═══ Reading text

Distinct phenotype of hepatotoxicity associated with illicit use of anabolic androgenic steroids

M Robles-Diaz, A Gonzalez-Jimenez, I Medina-Caliz, C Stephens, M García-Cortes, B García-Muñoz, A Ortega-Alonso, E Blanco-Reina, R Gonzalez-Grande, M Jimenez-Perez, P Rendón, J M Navarro, P Gines, M Prieto, M Garcia-Eliz, F Bessone, J R Brahm, R Paraná, M I Lucena, R J Andrade
Alimentary Pharmacology & Therapeutics 2015, 41 (1): 116-25

BACKGROUND: We have observed an increase in hepatotoxicity (DILI) reporting related to the use of anabolic androgenic steroids (AAS) for bodybuilding.

AIM: To characterise phenotype presentation, outcome and severity of AAS DILI.

METHODS: Data on 25 cases of AAS DILI reported to the Spanish (20) and Latin-American (5) DILI Registries were collated and compared with previously published cases.

══════

• **Things to do**:
A. In the steroid hepatotoxicity abstract, how many of the 25 cases were reported to the Spanish DILI Registry?
B. Continue the steroid hepatotoxicity abstract, starting after its methods sentence.

═══ Data section

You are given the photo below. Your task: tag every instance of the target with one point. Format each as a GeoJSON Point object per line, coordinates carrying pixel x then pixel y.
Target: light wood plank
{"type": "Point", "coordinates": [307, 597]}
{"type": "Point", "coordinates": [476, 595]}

══════
═══ Data section

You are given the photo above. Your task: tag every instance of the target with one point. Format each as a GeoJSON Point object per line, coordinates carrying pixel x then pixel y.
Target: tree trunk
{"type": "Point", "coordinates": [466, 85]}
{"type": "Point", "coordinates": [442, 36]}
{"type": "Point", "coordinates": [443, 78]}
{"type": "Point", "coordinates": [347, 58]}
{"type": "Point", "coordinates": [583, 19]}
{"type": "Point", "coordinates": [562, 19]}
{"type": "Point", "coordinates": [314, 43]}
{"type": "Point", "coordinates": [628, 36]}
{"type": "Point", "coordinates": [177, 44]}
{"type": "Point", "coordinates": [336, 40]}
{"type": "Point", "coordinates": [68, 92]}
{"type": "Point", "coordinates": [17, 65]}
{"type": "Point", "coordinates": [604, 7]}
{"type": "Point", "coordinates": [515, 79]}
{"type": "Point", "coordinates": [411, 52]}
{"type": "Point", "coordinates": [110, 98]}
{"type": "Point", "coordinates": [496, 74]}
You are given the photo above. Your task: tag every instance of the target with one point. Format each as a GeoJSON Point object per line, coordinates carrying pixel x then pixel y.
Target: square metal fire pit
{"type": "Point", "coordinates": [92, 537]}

══════

• **Expected outputs**:
A. 20

B.
RESULTS: AAS DILI increased from representing less than 1% of the total cases in the Spanish DILI Registry in the period 2001-2009 to 8% in 2010-2013. Young men (mean age 32 years), requiring hospitalisation, hepatocellular injury and jaundice were predominating features among the AAS cases. AAS DILI caused significantly higher bilirubin values independent of type of damage when compared to other drug classes (P = 0.001). Furthermore, the cholestatic AAS cases presented significantly higher mean peak bilirubin (P = 0.029) and serum creatinine values (P = 0.0002), compared to the hepatocellular cases. In a logistic regression model, the interaction between peak bilirubin values and cholestatic damage was associated with the development of AAS-induced acute kidney impairment (AKI) [OR 1.26 (95% CI: 1.035-1.526); P = 0.021], with 21.5 ×ULN being the best bilirubin cut-off point for predicting AKI risk (AUCROC 0.92). No fatalities occurred.

CONCLUSIONS: Illicit recreational AAS use is a growing cause of reported DILI that can lead to severe hepatic and renal injury. AAS DILI is associated with a distinct phenotype, characterised by considerable bilirubin elevations independent of type of damage. Although hepatocellular injury predominates, acute kidney injury develops in cholestatic cases with pronounced jaundice.